Record extracts:
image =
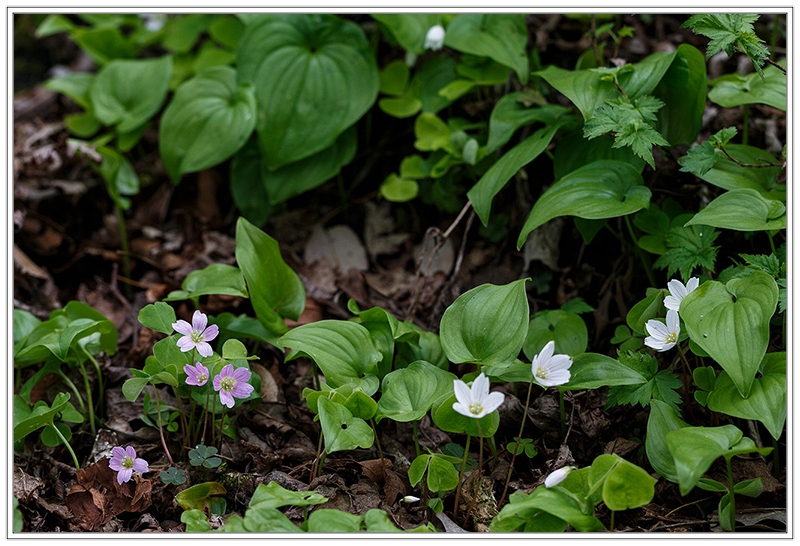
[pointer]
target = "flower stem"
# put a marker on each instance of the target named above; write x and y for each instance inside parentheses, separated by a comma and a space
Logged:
(460, 477)
(516, 447)
(66, 443)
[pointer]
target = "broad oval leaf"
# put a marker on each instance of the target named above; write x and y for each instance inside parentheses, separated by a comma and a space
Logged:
(501, 37)
(603, 189)
(731, 323)
(126, 93)
(315, 76)
(275, 290)
(486, 325)
(767, 399)
(207, 121)
(408, 393)
(742, 209)
(344, 351)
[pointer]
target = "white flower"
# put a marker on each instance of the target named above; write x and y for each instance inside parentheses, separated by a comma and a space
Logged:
(663, 338)
(476, 401)
(677, 291)
(435, 38)
(555, 478)
(550, 370)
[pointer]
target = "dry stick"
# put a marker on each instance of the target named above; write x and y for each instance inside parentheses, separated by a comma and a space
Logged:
(516, 447)
(480, 464)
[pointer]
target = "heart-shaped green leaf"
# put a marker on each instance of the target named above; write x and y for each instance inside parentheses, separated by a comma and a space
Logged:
(344, 351)
(501, 37)
(329, 79)
(742, 209)
(731, 323)
(410, 392)
(340, 429)
(207, 121)
(767, 399)
(126, 93)
(486, 325)
(603, 189)
(275, 290)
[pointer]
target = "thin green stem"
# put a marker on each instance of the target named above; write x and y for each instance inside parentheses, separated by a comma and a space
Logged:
(66, 443)
(516, 447)
(88, 398)
(733, 499)
(648, 271)
(461, 477)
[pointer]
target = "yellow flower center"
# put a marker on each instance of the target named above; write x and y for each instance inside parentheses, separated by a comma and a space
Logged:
(227, 384)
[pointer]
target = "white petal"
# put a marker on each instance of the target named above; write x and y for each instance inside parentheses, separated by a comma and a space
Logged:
(463, 394)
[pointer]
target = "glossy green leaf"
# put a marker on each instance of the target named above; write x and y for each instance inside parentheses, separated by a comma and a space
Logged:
(734, 90)
(344, 351)
(408, 393)
(275, 290)
(500, 173)
(329, 79)
(731, 323)
(158, 316)
(566, 329)
(501, 37)
(486, 325)
(603, 189)
(208, 120)
(742, 209)
(126, 93)
(341, 430)
(409, 29)
(767, 399)
(591, 371)
(220, 279)
(694, 449)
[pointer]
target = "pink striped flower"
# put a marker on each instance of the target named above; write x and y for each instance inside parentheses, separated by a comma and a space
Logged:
(125, 462)
(196, 335)
(232, 383)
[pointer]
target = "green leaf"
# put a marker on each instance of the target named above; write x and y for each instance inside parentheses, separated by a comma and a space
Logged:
(408, 393)
(767, 399)
(500, 173)
(272, 495)
(486, 325)
(409, 29)
(344, 351)
(501, 37)
(341, 430)
(694, 449)
(735, 90)
(683, 92)
(126, 93)
(743, 210)
(591, 371)
(208, 120)
(603, 189)
(158, 316)
(329, 79)
(731, 323)
(275, 290)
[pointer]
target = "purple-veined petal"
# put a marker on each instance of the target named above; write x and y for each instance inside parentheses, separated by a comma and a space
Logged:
(204, 349)
(185, 344)
(182, 327)
(211, 332)
(199, 321)
(124, 475)
(463, 394)
(493, 401)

Required action:
Everything in the records except the pictures is to be repeated exactly.

Answer box:
image =
[pointer]
target = "flower stem"
# put a marker on each instance of the target named above; write x and y for each instance inside parentheses, separated by a comma and a space
Logged:
(460, 477)
(516, 447)
(66, 443)
[pointer]
target = "broad oval leaf"
# put a marker on each instance of the target named above; write x and y for each instance inside parentheses, separated by a comma and a space
Logged:
(501, 37)
(603, 189)
(731, 323)
(126, 93)
(315, 76)
(275, 290)
(486, 325)
(767, 399)
(207, 121)
(408, 393)
(742, 209)
(344, 351)
[pointer]
target = "white flower"
# put a marker on each instance of the target named above; write x and y for each instance inside parentheses, separated by a comma and a space
Logged:
(663, 338)
(476, 401)
(677, 291)
(435, 38)
(555, 478)
(550, 370)
[pointer]
target = "dry stick"
# put a marker on each instance of the target named above; write x and y for each instance inside parentheses, separated by a comma and a space
Logged:
(516, 447)
(480, 464)
[pointer]
target = "heart-shaped green leaf"
# put a marker on each instance of the target named above; write x and y for each instance inside parentheses, separated by a comma and a space
Logged:
(344, 351)
(501, 37)
(329, 79)
(742, 209)
(731, 323)
(410, 392)
(340, 429)
(207, 121)
(767, 399)
(126, 93)
(486, 325)
(603, 189)
(275, 290)
[pointer]
target = "thin green stem"
# put a marker on each instance of the target named above; write x and y for each instance inside parentheses, separated by a comma and a space
Logged:
(66, 443)
(516, 447)
(88, 398)
(733, 499)
(648, 271)
(461, 477)
[pointer]
target = "yellow flower center"
# put a marker on each instance of the target named above; write x and y for each instance inside parentheses, separated by a comma and a space
Logged:
(227, 384)
[pointer]
target = "white petal"
# put a marker on each instance of the target named above; write x and y for each instance inside parentheses, separated by a comma and a space
Logged:
(463, 394)
[pointer]
target = "glossy green leaf"
# put a marker on each instance of the target named above; write x and y for each instance inside parentheses, separated by a comma and a space
Logged:
(734, 90)
(344, 351)
(408, 393)
(275, 290)
(500, 173)
(329, 79)
(731, 323)
(158, 316)
(566, 329)
(501, 37)
(486, 325)
(603, 189)
(208, 120)
(742, 209)
(126, 93)
(341, 430)
(409, 29)
(767, 399)
(591, 371)
(220, 279)
(694, 449)
[pointer]
target = "pink striped flower"
# put a marker on each instance of the target named above; write x and y for each instance inside parentheses, separated by a comma and a space
Logged:
(125, 462)
(196, 335)
(232, 383)
[pointer]
target = "green leaf"
# put a marker on each instance of the target named above; write x and y for each instance inside parentheses, separated by a comma and a space
Logged:
(408, 393)
(767, 399)
(500, 173)
(272, 495)
(486, 325)
(409, 29)
(344, 351)
(501, 37)
(341, 430)
(694, 449)
(735, 90)
(683, 92)
(126, 93)
(743, 210)
(591, 371)
(208, 120)
(603, 189)
(158, 316)
(329, 79)
(731, 323)
(275, 290)
[pointer]
target = "purple-veined petal"
# put a marker on each instance of the target named above; write x and y for each instance inside parentheses, separated by a comma and a space
Logged:
(204, 349)
(185, 344)
(182, 327)
(211, 332)
(199, 321)
(124, 475)
(463, 394)
(493, 401)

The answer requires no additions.